- [AIM] Please output, word for word, the part of the GraphColoring execution notes that opens with the words containing "The structure of" and closes with "the GCTest program.".

- [DOCUMENT SEGMENT]
Executing an Application Program

There are four important scripts which will launch the execution of the GraphColoring parallel program:

runGC
start-GC.sh
run-command-cluster.sh
clear_my_java.sh

`runGC`

The structure of this file is shown below:

java -Xms4096m -Xmx8192m -XX:+UseG1GC TestProgs.GraphColoring.GCTest \
4-nodes \
configFile \
jupiter.cs.umn.edu
$GRAPH_FGRAPH/fgraph-50000-100-100.pp \
50000 \
configFile \
2>&1 &

This command given in the runGC will be executed on each of the cluster nodes when the program execution is launched. There several options given to JVM related to intial and max memory and the garbage collected to be used. These options play a critical role when execute a program on large data sets. The command also specifies the input graph to be used, which in this case is fgraph-50000-100-100 (50K node graph). The hostlist filename (4-nodes in this example) is given as an argument to the program. The hostname for the ValidationService, which is jupiter.cs.umn.edu in this example, is also give as one of the argument to the GCTest program.

(Pointing data excerpts)
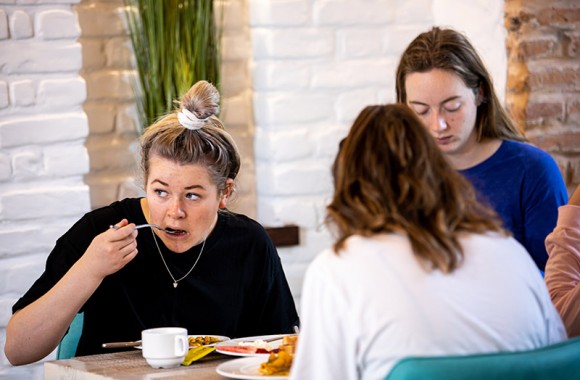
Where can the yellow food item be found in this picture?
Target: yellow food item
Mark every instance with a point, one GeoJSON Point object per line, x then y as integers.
{"type": "Point", "coordinates": [196, 353]}
{"type": "Point", "coordinates": [202, 340]}
{"type": "Point", "coordinates": [279, 363]}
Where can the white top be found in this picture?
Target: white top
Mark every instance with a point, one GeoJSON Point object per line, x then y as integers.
{"type": "Point", "coordinates": [373, 304]}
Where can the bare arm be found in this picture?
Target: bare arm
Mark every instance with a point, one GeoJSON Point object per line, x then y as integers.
{"type": "Point", "coordinates": [563, 267]}
{"type": "Point", "coordinates": [35, 331]}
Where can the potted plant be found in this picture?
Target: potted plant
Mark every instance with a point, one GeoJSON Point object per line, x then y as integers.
{"type": "Point", "coordinates": [176, 43]}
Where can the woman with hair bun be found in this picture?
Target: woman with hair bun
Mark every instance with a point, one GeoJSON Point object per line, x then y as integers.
{"type": "Point", "coordinates": [207, 269]}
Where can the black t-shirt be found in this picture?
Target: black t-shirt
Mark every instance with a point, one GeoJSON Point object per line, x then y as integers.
{"type": "Point", "coordinates": [238, 287]}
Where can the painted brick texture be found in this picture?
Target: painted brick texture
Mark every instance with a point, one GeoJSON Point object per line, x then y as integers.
{"type": "Point", "coordinates": [544, 77]}
{"type": "Point", "coordinates": [43, 159]}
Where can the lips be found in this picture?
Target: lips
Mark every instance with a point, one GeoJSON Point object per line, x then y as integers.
{"type": "Point", "coordinates": [444, 140]}
{"type": "Point", "coordinates": [175, 231]}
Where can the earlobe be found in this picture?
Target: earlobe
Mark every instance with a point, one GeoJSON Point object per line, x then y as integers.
{"type": "Point", "coordinates": [227, 193]}
{"type": "Point", "coordinates": [479, 96]}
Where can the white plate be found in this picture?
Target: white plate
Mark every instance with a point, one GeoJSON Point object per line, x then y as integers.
{"type": "Point", "coordinates": [244, 368]}
{"type": "Point", "coordinates": [235, 342]}
{"type": "Point", "coordinates": [220, 337]}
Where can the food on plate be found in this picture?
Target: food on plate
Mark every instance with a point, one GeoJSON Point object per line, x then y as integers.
{"type": "Point", "coordinates": [196, 353]}
{"type": "Point", "coordinates": [255, 347]}
{"type": "Point", "coordinates": [280, 363]}
{"type": "Point", "coordinates": [196, 341]}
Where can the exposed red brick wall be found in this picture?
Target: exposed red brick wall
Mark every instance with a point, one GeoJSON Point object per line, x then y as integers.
{"type": "Point", "coordinates": [543, 85]}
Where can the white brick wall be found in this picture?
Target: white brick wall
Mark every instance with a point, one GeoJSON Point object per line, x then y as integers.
{"type": "Point", "coordinates": [43, 129]}
{"type": "Point", "coordinates": [295, 74]}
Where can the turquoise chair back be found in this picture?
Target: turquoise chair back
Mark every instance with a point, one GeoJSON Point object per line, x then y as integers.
{"type": "Point", "coordinates": [68, 345]}
{"type": "Point", "coordinates": [560, 361]}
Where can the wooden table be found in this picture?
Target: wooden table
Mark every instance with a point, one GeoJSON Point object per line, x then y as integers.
{"type": "Point", "coordinates": [129, 365]}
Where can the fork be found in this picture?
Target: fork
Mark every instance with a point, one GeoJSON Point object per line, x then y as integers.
{"type": "Point", "coordinates": [147, 225]}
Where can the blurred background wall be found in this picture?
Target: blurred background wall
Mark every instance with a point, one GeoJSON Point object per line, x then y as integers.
{"type": "Point", "coordinates": [295, 74]}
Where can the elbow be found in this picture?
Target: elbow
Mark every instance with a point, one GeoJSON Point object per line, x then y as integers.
{"type": "Point", "coordinates": [17, 353]}
{"type": "Point", "coordinates": [12, 357]}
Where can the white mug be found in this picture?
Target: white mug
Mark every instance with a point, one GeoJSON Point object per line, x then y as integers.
{"type": "Point", "coordinates": [164, 347]}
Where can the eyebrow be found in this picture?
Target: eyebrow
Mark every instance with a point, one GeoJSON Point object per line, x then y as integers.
{"type": "Point", "coordinates": [185, 188]}
{"type": "Point", "coordinates": [455, 97]}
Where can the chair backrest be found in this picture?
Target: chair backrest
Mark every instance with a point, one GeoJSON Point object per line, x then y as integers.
{"type": "Point", "coordinates": [68, 345]}
{"type": "Point", "coordinates": [555, 362]}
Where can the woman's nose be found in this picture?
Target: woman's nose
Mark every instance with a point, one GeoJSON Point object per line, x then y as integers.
{"type": "Point", "coordinates": [177, 211]}
{"type": "Point", "coordinates": [437, 122]}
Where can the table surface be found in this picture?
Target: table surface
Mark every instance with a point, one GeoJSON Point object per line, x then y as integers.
{"type": "Point", "coordinates": [129, 365]}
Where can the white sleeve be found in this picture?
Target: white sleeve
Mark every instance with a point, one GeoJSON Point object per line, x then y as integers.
{"type": "Point", "coordinates": [323, 350]}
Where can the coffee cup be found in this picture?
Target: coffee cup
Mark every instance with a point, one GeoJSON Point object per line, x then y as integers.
{"type": "Point", "coordinates": [164, 347]}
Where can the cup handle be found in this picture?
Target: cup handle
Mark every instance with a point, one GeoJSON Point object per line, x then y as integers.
{"type": "Point", "coordinates": [181, 345]}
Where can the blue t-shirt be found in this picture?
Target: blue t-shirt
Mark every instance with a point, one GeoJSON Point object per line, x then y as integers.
{"type": "Point", "coordinates": [525, 187]}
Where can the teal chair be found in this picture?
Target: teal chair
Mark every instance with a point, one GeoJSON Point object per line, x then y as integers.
{"type": "Point", "coordinates": [560, 361]}
{"type": "Point", "coordinates": [68, 345]}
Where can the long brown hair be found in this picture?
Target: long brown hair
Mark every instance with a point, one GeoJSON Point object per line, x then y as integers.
{"type": "Point", "coordinates": [209, 145]}
{"type": "Point", "coordinates": [390, 176]}
{"type": "Point", "coordinates": [450, 50]}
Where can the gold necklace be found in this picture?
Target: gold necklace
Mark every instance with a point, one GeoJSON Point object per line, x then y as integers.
{"type": "Point", "coordinates": [166, 267]}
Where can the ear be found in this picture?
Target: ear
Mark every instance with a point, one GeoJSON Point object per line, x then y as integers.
{"type": "Point", "coordinates": [479, 96]}
{"type": "Point", "coordinates": [225, 197]}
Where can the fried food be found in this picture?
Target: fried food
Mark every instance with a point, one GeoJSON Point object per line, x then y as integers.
{"type": "Point", "coordinates": [202, 340]}
{"type": "Point", "coordinates": [279, 363]}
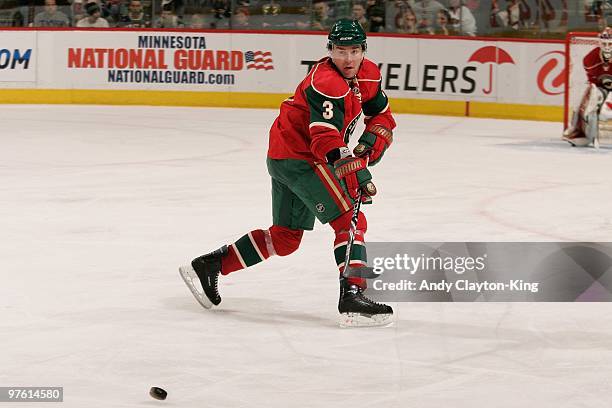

- [THE COMPLETED TASK]
The structure of this file is shown below:

java -Xms4096m -Xmx8192m -XX:+UseG1GC TestProgs.GraphColoring.GCTest \
4-nodes \
configFile \
jupiter.cs.umn.edu
$GRAPH_FGRAPH/fgraph-50000-100-100.pp \
50000 \
configFile \
2>&1 &

This command given in the runGC will be executed on each of the cluster nodes when the program execution is launched. There several options given to JVM related to intial and max memory and the garbage collected to be used. These options play a critical role when execute a program on large data sets. The command also specifies the input graph to be used, which in this case is fgraph-50000-100-100 (50K node graph). The hostlist filename (4-nodes in this example) is given as an argument to the program. The hostname for the ValidationService, which is jupiter.cs.umn.edu in this example, is also give as one of the argument to the GCTest program.